Region pointing data:
<<<<

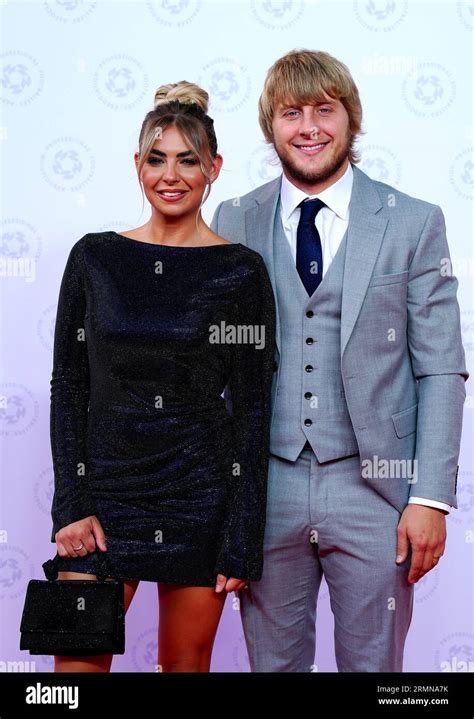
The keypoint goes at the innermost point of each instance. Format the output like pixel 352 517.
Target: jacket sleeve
pixel 241 552
pixel 70 398
pixel 438 362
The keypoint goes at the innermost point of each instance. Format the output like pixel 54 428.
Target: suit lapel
pixel 259 235
pixel 364 237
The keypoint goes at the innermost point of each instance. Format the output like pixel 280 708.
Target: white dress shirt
pixel 331 223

>>>>

The entries above should be given again exactly, minus any pictures.

The keypoint goes at the innermost point of each instance. Format the output like pixel 352 517.
Target: jacket sleeve
pixel 241 552
pixel 70 398
pixel 438 362
The keypoint goes at the innermost point of each instance. Format the output like pixel 54 428.
Target: suit lapel
pixel 259 235
pixel 364 237
The keypoint goes at the innermost point of each instance. Format the output like pixel 280 708.
Target: white dress shirt
pixel 331 223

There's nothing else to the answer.